What you have to do =
The whole of the data is to be reproduced exactly.
Exercise inputs section start
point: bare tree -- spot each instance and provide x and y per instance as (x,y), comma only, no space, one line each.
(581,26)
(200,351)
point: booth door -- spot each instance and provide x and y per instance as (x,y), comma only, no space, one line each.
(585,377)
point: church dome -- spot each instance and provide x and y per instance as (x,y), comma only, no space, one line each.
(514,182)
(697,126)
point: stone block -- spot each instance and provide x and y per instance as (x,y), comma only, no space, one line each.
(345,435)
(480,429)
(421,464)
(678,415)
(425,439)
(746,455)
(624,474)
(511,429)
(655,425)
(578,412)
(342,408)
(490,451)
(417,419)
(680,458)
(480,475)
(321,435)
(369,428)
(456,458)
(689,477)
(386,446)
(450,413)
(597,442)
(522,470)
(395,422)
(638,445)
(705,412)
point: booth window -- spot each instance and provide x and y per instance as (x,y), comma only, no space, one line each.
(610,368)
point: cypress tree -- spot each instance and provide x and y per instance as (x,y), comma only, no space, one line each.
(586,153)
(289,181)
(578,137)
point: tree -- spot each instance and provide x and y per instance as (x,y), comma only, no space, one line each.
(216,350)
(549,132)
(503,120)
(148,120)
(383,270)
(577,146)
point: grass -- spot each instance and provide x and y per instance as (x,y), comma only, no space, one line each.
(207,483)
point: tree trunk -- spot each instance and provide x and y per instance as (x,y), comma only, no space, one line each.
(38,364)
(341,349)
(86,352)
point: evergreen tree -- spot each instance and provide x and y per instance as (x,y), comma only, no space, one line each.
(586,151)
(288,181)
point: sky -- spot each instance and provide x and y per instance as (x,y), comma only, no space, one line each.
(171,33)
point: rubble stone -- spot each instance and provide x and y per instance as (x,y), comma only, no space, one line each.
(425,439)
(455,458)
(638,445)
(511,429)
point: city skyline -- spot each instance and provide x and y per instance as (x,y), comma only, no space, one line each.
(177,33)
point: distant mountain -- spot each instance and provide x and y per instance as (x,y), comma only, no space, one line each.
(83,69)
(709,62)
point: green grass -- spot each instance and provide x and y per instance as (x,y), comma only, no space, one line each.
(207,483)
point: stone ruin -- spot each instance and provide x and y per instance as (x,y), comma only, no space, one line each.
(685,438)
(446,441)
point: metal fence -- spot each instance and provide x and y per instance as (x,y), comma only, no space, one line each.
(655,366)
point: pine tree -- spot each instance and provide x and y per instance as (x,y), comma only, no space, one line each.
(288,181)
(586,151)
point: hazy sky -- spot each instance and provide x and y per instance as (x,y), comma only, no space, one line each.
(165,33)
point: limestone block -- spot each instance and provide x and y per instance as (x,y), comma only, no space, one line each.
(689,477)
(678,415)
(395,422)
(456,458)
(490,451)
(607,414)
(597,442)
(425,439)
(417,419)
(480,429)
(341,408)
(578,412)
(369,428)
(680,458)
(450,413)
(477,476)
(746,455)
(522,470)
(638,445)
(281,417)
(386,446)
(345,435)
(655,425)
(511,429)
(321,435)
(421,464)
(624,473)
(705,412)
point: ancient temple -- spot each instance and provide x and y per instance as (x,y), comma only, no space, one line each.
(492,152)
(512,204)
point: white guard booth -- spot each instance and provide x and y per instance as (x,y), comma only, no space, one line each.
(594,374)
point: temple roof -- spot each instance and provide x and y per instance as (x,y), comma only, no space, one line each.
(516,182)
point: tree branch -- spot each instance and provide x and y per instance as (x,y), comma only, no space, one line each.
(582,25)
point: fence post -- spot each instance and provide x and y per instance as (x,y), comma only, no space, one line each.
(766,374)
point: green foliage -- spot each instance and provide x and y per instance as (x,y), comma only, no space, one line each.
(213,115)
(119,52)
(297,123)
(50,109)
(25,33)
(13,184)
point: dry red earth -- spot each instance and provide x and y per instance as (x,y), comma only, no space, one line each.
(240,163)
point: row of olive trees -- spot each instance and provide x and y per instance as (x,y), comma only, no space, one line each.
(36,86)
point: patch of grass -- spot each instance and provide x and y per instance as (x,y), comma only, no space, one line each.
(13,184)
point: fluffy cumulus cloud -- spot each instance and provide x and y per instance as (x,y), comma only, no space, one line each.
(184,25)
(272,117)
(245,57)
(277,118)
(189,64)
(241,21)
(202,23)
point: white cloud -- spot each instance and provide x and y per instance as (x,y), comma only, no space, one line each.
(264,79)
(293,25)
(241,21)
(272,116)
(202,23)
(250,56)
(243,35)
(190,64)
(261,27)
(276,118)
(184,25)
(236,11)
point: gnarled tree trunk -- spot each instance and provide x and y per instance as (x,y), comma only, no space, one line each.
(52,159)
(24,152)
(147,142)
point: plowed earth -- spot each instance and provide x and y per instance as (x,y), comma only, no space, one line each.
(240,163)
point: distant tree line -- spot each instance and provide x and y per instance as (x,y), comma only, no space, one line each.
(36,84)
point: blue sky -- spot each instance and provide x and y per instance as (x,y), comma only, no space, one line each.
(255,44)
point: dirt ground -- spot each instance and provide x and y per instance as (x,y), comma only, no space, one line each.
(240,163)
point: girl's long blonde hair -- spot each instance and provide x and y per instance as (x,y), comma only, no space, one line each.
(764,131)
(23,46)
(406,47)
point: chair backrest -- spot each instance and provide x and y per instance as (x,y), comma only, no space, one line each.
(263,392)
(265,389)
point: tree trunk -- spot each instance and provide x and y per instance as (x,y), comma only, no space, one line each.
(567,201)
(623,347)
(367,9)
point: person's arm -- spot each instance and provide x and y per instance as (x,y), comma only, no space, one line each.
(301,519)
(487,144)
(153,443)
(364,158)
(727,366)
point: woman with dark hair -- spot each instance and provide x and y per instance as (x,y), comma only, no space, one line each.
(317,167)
Exercise inputs section end
Task solution =
point: bare tree -- spot each instance and provide x and y per instance as (x,y), comma only, no space, one line each.
(581,26)
(200,351)
point: booth door -- spot each instance and provide x and y per instance as (x,y), comma only, no space, one line each.
(585,377)
point: church dome -- spot each instance and provide x and y per instance as (x,y), comma only, no space, one line each.
(514,182)
(697,126)
point: stone block -- spot each instance and provide x and y per instance as (x,y), comma only, no space, one line each.
(345,435)
(480,429)
(421,464)
(678,415)
(425,439)
(746,455)
(624,474)
(511,429)
(655,425)
(578,412)
(342,408)
(490,451)
(417,419)
(680,458)
(480,475)
(321,435)
(369,428)
(456,458)
(689,477)
(386,446)
(450,413)
(597,442)
(522,470)
(395,422)
(638,445)
(705,412)
point: booth window -- spot each instance and provide x and y per instance as (x,y), comma only, no space, one line each.
(610,368)
point: cypress tree -- spot each instance and provide x and y per instance as (x,y), comma only, no space, one line each.
(586,153)
(289,181)
(578,137)
point: tree -- spot each instance and provide x and y per instance as (x,y), comma only, no space, one line each.
(216,350)
(549,132)
(503,120)
(148,120)
(383,270)
(577,146)
point: grass -- spot each instance and provide x and y per instance as (x,y), comma only, no space, one line each.
(207,483)
point: tree trunk -- spot each instance and provide x and y per instance as (x,y), comma only, no space, one line each.
(38,364)
(341,349)
(86,352)
point: evergreen tree -- spot each instance and provide x and y per instance as (x,y), comma only, no space, one line each.
(586,151)
(288,181)
point: sky -- spot each instance and provide x and y per instance as (x,y), comma only, no space, one line each.
(171,33)
point: rubble stone -- spot each instance and provide x and y per instance as (x,y), comma only, no space, one line each.
(425,439)
(455,458)
(638,445)
(511,429)
point: city skyline -- spot each instance and provide x and y per instance as (x,y), comma only, no space, one line each.
(177,33)
point: distant mountain -- spot each instance and provide x and y per instance as (x,y), comma only, no space, one line each.
(83,69)
(709,62)
point: green grass -- spot each instance and provide x and y per instance as (x,y), comma only, no space, one line each.
(207,483)
point: stone ruin -- spot each instance and provide x and y per instance as (x,y), comma only, no space, one line each.
(685,438)
(446,441)
point: metal fence -- spot each instance and provide x and y per instance as (x,y), comma only, no space, one line each.
(655,366)
point: pine tree -- spot each instance and provide x and y per instance as (x,y), comma only, no space, one line each.
(288,181)
(586,151)
point: hazy sky -- spot each instance and provide x and y per instance as (x,y), comma only, no space, one line each.
(165,33)
point: limestone block -- spot each instance and provide x and y per instance as (x,y), comma only, no space, one line each.
(689,477)
(678,415)
(395,422)
(456,458)
(490,451)
(607,414)
(597,442)
(425,439)
(417,419)
(480,429)
(341,408)
(578,412)
(369,428)
(680,458)
(450,413)
(477,476)
(746,455)
(522,470)
(638,445)
(281,417)
(386,446)
(345,435)
(655,425)
(511,429)
(321,435)
(421,464)
(624,473)
(705,412)
point: ancient temple -- spot each instance and provide x and y per instance as (x,y), comma only, no space, one line each.
(492,152)
(512,204)
point: white guard booth -- spot each instance and provide x and y per instance as (x,y), comma only, no space, one line each.
(594,374)
point: temple roof -- spot each instance and provide x and y per instance as (x,y), comma only, no space, one line each.
(516,182)
point: tree branch -- spot each instance and provide x and y per instance as (x,y), comma only, no space, one line each.
(582,25)
point: fence post -- spot each instance and provide x and y per instance as (x,y), comma only, no space, one line each.
(766,374)
point: green foliage -- spot each instance and provide x and y per instance as (x,y), comma only, no space, one line each.
(213,115)
(119,52)
(297,123)
(50,109)
(25,33)
(13,184)
point: dry red earth -- spot each instance and provide x and y per instance as (x,y), comma only, no space, one line each.
(240,163)
point: row of olive trees -- spot each instance and provide x and y per instance as (x,y), comma only, no space, one line each.
(36,86)
point: patch of grass -- spot each instance and provide x and y per instance as (x,y), comma only, no space, one line each.
(13,184)
point: fluffy cumulus cloud -- spot each instance and provide x and y per instance as (x,y), comma only, no space, one line each.
(184,25)
(272,117)
(245,57)
(277,118)
(189,64)
(241,21)
(202,23)
point: white cloud -- spot each instance and provide x and y per instance as (x,y), comma only, no space, one line each.
(264,79)
(293,25)
(241,21)
(272,116)
(202,23)
(250,56)
(243,35)
(190,64)
(261,27)
(276,118)
(184,25)
(236,11)
point: gnarled tree trunk -- spot each instance and provide x and y per instance as (x,y), comma only, no space, one line each.
(52,159)
(24,152)
(147,142)
point: plowed earth -- spot each instance and provide x and y per instance as (x,y), comma only, no space, one line each.
(240,163)
point: distant tree line -- spot each instance and provide x and y per instance as (x,y), comma only, no space, one line each.
(36,84)
point: blue sky -- spot each instance and provide x and y per instance as (x,y), comma only, no space, one line each.
(255,44)
point: dirt ground -- spot each instance and provide x and y per instance as (x,y), comma only, no space, one line each.
(240,163)
point: girl's long blonde hair -- spot each instance and provide x and y per instance as (x,y), comma only, no space, one line each.
(764,131)
(23,46)
(406,47)
point: chair backrest -- spot each instance and provide x and y per instance as (x,y), comma only, no space, one line each.
(263,392)
(265,389)
point: tree trunk -- spot each instance and provide x and y per instance as (x,y), comma only, no space, one line each.
(567,201)
(623,347)
(367,9)
point: person's arm -- spot each instance and provide x and y per instance as (x,y), comma only, no space, one line each.
(301,519)
(487,144)
(153,443)
(364,158)
(727,366)
point: woman with dark hair -- spot each instance and provide x and y per instance as (x,y), comma only, no space, one line each.
(317,167)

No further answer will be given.